> _ОПИСАНИЕ ЗАДАНИЯ_
Выведите в виде JSON-списка строк строки, начиная со строки, в которой есть "of the sliced", и заканчивая последним пунктом включительно. Каждой строке соответствует один элемент списка, пустые строки пропустите.

> _Записи, выбранные из коллекции_

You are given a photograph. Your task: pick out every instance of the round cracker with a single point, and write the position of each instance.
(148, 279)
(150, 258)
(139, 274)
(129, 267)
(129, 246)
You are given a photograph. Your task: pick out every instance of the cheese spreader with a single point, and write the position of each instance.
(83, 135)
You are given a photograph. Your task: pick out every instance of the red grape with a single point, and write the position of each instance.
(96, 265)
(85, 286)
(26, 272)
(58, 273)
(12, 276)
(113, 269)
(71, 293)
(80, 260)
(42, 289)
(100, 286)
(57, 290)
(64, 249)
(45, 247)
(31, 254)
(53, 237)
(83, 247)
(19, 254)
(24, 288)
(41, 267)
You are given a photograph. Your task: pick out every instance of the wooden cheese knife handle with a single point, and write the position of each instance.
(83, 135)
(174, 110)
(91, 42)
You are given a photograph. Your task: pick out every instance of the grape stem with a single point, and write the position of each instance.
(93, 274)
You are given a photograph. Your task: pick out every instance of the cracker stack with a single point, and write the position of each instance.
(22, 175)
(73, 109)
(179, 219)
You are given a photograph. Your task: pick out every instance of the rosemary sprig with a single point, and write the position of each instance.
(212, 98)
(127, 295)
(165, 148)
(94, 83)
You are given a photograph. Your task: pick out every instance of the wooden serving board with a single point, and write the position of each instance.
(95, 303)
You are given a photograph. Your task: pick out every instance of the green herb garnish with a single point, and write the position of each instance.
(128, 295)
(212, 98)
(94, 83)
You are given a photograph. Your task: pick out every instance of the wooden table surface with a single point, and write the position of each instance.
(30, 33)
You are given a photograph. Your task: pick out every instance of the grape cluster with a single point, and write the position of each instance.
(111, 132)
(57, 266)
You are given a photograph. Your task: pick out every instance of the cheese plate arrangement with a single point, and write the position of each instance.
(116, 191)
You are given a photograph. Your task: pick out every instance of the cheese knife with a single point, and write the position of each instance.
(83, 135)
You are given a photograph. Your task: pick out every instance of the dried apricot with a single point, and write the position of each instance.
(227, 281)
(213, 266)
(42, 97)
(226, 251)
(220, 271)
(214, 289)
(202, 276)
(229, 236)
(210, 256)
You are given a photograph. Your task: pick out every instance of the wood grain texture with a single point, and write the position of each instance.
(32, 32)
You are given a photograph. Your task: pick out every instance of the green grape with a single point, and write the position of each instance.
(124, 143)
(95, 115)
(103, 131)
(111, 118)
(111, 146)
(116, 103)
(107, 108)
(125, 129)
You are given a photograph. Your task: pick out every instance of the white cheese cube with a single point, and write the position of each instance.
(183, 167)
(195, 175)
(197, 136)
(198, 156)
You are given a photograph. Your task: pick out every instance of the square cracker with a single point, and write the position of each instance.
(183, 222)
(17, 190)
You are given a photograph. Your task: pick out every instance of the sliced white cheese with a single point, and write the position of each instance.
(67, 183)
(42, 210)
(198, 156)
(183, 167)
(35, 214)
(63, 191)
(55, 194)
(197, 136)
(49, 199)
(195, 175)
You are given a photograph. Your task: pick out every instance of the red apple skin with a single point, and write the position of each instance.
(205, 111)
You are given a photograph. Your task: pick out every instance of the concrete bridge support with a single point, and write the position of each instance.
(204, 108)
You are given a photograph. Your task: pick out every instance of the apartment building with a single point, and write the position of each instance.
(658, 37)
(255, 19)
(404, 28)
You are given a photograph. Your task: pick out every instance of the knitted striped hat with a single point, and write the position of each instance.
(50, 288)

> _РЕШЕНИЕ ЗАДАНИЯ_
[
  "You are given a photograph. Your task: pick out every instance of the sliced white cheese with a single point, and write the position of each instance.",
  "(67, 183)",
  "(42, 210)",
  "(198, 156)",
  "(183, 167)",
  "(35, 214)",
  "(63, 191)",
  "(55, 194)",
  "(197, 136)",
  "(49, 199)",
  "(195, 175)",
  "You are given a photograph. Your task: pick out every instance of the red apple skin with a single point, and write the position of each instance.",
  "(205, 111)",
  "You are given a photograph. Your task: pick out every instance of the concrete bridge support with a single point, and write the position of each instance.",
  "(204, 108)",
  "You are given a photograph. Your task: pick out every instance of the apartment building with a single point, and write the position of each instance.",
  "(658, 37)",
  "(255, 19)",
  "(404, 28)",
  "You are given a photograph. Your task: pick out every instance of the knitted striped hat with a single point, and write the position of each instance.",
  "(50, 288)"
]